Where an entry below contains an image, skip the image and reproduce the rest exactly.

[[ Source information open ]]

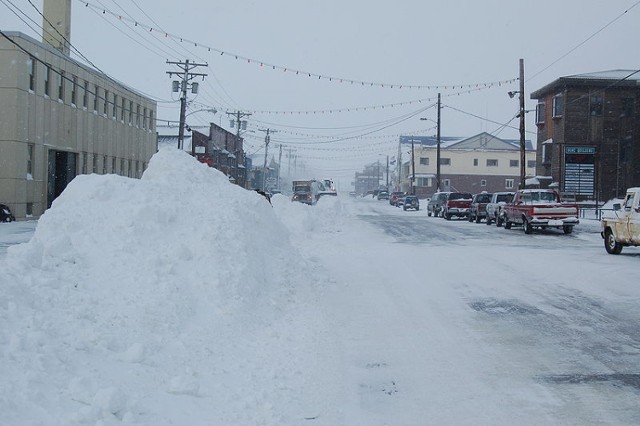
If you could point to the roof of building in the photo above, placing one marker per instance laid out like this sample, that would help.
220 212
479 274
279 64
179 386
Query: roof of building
624 78
482 140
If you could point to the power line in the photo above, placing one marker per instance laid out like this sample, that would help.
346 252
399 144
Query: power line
294 71
584 41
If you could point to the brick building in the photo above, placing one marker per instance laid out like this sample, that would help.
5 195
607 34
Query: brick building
589 133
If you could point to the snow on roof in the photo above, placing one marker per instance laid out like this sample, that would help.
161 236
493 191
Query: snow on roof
608 75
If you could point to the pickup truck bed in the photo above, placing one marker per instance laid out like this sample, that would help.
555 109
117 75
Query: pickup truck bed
541 209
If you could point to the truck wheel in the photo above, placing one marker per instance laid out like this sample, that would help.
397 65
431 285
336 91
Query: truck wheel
610 243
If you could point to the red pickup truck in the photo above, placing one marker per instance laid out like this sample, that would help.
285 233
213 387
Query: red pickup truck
540 208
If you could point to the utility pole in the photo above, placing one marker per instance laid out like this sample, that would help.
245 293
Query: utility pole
413 170
267 139
279 167
182 86
387 173
522 112
438 147
238 124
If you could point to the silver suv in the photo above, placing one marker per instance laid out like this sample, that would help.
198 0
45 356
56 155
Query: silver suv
434 207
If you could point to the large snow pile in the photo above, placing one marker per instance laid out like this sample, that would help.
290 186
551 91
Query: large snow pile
166 300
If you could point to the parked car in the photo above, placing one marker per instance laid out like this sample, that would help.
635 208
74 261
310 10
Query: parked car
394 196
410 202
434 206
623 228
478 208
5 214
494 207
540 208
457 204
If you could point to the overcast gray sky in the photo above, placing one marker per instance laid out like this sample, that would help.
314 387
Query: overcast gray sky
466 44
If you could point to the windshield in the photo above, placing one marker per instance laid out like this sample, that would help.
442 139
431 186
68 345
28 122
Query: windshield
539 196
460 196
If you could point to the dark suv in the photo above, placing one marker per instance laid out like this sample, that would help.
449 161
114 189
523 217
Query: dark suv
411 202
5 214
395 196
478 209
457 204
434 206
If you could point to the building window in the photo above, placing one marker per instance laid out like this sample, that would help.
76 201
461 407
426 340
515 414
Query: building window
628 107
61 86
30 153
546 153
84 163
558 105
85 95
105 106
47 80
595 105
540 112
32 74
114 112
74 90
96 94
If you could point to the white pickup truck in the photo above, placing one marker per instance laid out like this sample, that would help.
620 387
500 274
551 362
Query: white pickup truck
623 228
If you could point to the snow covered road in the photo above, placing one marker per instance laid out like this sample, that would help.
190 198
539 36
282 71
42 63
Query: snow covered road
462 323
350 312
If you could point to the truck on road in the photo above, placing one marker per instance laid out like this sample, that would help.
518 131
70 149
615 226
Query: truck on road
494 207
623 228
540 208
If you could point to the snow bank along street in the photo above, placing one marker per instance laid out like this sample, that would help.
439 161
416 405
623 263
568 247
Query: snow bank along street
182 299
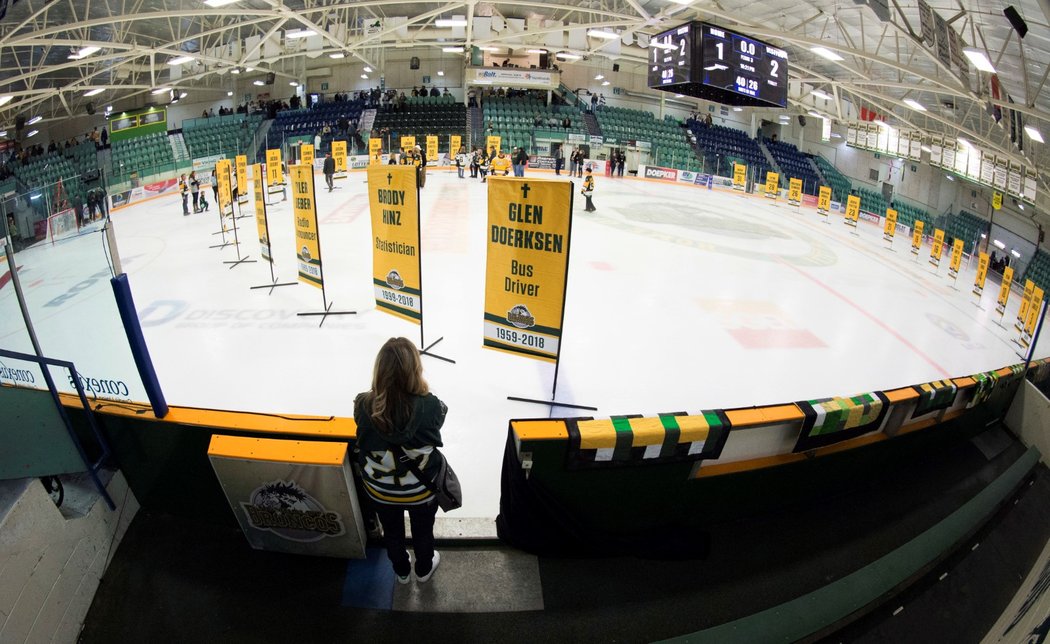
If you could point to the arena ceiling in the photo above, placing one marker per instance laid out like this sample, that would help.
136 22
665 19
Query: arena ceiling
884 57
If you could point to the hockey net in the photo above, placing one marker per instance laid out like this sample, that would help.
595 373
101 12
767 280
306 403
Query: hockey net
61 225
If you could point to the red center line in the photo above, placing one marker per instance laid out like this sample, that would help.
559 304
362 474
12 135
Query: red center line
901 338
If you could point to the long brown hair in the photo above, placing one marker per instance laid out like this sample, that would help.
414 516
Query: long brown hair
396 377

[[ Source information closed ]]

> _Task response_
If you could point to the roof of building in the photo above, placing one marker per instance laid out like this sample, that would help.
220 212
479 274
279 64
179 386
Query: roof of building
624 78
482 140
If you could point to the power line in the photo above, placing one marker per instance laid out like this sample, that would help.
346 252
399 144
Query: power line
294 71
584 41
If you could point to the brick building in the photo above, placing one marker per instance laid out like this sample, that would help.
5 195
607 34
Query: brick building
589 133
If you could point to the snow on roof in the photo above, placing one marker per instance laid out like this sample, that would help.
161 236
493 191
Query: snow on roof
608 75
If you could point to the pickup truck bed in the photo above, placing one marker per instance laid out like this sample, that would help.
555 109
117 75
Query: pickup truck bed
541 209
If you could point to the truck wheel in the photo above, placing one marker per instance laid out like this sample, that would help.
397 65
431 285
336 91
Query: truck wheel
610 243
If you could point to the red pickup truck in the photo above, placing one marker per instance laid out like this sample, that would help.
285 233
213 387
Query: red pickup truck
540 208
If you could point to the utility pole in the photo above, placing one marker per instance laid out like this sample, that would help.
245 293
Query: utility pole
413 170
267 139
279 167
182 86
387 173
522 112
438 147
238 124
If you could point to the silver suv in the photo above, placing one marker per instance laid out like this sample, that would help.
198 0
45 356
56 155
Query: silver suv
434 207
If you could point to the large snow pile in the photo above, placing one marker per instance laid out like this sample, that would help.
290 186
551 91
Query: large snow pile
166 300
If you could point to the parked car in the photo above, placing one marker per instance laid out like this sample, that would help.
635 208
74 261
310 10
Query: parked car
394 196
410 202
434 206
623 228
478 208
5 214
494 207
540 208
457 204
If you could point to the overcast gray sky in the photo above, placing one marker per instance laid out like this sample, that would help.
314 387
Query: overcast gray sky
466 44
If you could point to the windshield in the photo above, placing one marker per instance laid out like this sample, that would help.
442 139
431 186
68 345
28 122
Query: windshield
539 196
460 196
If you could point to the dark suv in the photo above, placing one marker per instance laid out like this sample, that would help.
449 161
114 189
523 217
Query: dark suv
411 202
5 214
395 196
478 209
457 204
434 206
If you could point to the building window in the photo above, placing one marker per instance laid out like this sample, that would help.
76 201
461 407
426 340
515 414
Query: building window
628 107
61 86
30 153
546 153
84 163
558 105
85 95
105 106
47 80
595 105
540 112
32 74
114 112
74 90
96 94
If you could point to the white pickup truck in the photo above, placing one marker per instance laid out like this sample, that would help.
620 387
500 274
551 362
Query: white pickup truck
623 228
If you could point to the snow covered road in the photo above, placing one marker per instance laid out like this sample, that would help.
190 198
539 36
282 71
42 63
Query: snow covered road
462 323
350 312
If you could point to the truck on road in the photo above, placing one marker per instance laid out like this sample, that would help.
518 131
70 149
615 226
Query: truck on road
494 207
623 228
540 208
If you could point to the snow bank along street in the photo above, placing one marker per instance laid out like this sample, that would help.
439 161
416 405
623 263
568 247
Query: snow bank along street
182 299
If you could point to the arena ceiling in the photo above, placing one marker per instance laid out like this sample, that would help.
136 22
665 19
Query: arena ceiling
884 57
If you could point to the hockey net in the photo above, placing one marker per instance laid out like this sample, that would help.
595 373
101 12
767 280
306 403
Query: hockey net
61 225
If you could point to the red center line in the photo above, placing one marker per instance laid out like this sample, that would help.
559 304
362 474
12 135
Query: red center line
901 338
If you could point to the long brown hair in the photo above, placing one marker per instance laid out like this sample, that would help.
414 516
Query: long brown hair
396 377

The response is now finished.